Saturday, October 29, 2016

BETWEEN EXISTENCES

 Between Existences Gouache on paper 30 x 42 cm 2016


Between-Time
Sometimes I feel the contemporary time in which we live is actually a 'between-time'. It's like humanity is on the edge of one kind of existence and another kind of existence. The thing is -what if  humanity is ultimately not part of this other kind of existence? But...it could be. I suggest it depends on how we navigate the contemporary space-time, the Antropocene. With my M. Phil research covering militarised technology, the development of autonomous weapons and current warfare and conflict, I am somewhat anxious about humanity's future. 

Lord Astronomer, cosmologist and one of the three founders of the Centre for the Study of Existential Risk [University of Cambridge], Martin Rees, wrote a fascinating book Our Final Century  in 2003. It proposes a number of catastrophic events that could cause civilisation collapse or even the annihilation of the human species. These events are not necessarily naturally occurring ones. They include events that might ensue from human-made emerging technologies, - due to mistakes, accidents, getting into the hands of aberrant groups or individuals. 

However....

Between Existences [above] is a hopeful painting! The tree of life stands as a beacon in a cosmic landscape. The blue river-like mass could be the 21st century - a space between, a hiatus in human development, a touch-and-go period, a challenge. 

BUT, the tree has sent its roots deep into time...they even extend beyond the painting, digging deep. There's hope for root suckers - root sprouts to revitalise existence!  Yet, the blue river-like '21st century' also extends beyond the painting's edges. It also has root-like extensions...maybe they extend into other universes?  I'll let your imagination 'fly' now....


Trees-of-Life Vs The Drones Gouache on paper 30 x 42 cm 2016


Trees-of-Life Vs The Drones is similar to Between Existences in format - there is a top half and a bottom one too...a representation of a duality eg: humanity - technology, life - death, symbolism - fashion, reality - virtuality, time - space, civilian - military, war - peace. Yet, in this 'between time' of the 21st century dualities are blurred. Cultural theorist, Paul Virilio's commentary, on the accelerating speeds of technological interactivity provides avenues to help us understand this blurring. With time and distance collapsed into near light-speed connectivity, dualities disappear, become unnoticeable - creating an inertia. Philosopher, Gregorie Chamayou's proposal that remote targeting and killing makes the whole world a potential manhunting ground certainly illustrates the blurring [hey! eradication] of the lines between things. Anthropologist, Hugh Gusterson's ideas about 'remixed war', as a result of militarised technology distributed through global networks that allow remote control and killing, exemplifies the collapse of the civilian - military divide. There's more...but I'll leave you to explore.

In Trees-of-Life Vs The Drones the weaponised drones look like an early computer game, little icons marching forward. The trees-of-life stand firm, their branches acting as an alternative network, outside the digital network connecting the drones. Note that there are two trees! AND, their roots are not evident - but they are there! I know, because I am the artist!

Data excerpt
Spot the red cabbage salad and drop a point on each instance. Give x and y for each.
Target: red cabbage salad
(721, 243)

Goals
(A) According to the art blog post, what book did Martin Rees write in 2003?
(B) From the art blog post, quote the stretch from "Between Existences Gouache" through "about humanity's future.".

Per-task answers
(A) Our Final Century

(B)
Between Existences Gouache on paper 30 x 42 cm 2016


Between-Time
Sometimes I feel the contemporary time in which we live is actually a 'between-time'. It's like humanity is on the edge of one kind of existence and another kind of existence. The thing is -what if  humanity is ultimately not part of this other kind of existence? But...it could be. I suggest it depends on how we navigate the contemporary space-time, the Antropocene. With my M. Phil research covering militarised technology, the development of autonomous weapons and current warfare and conflict, I am somewhat anxious about humanity's future.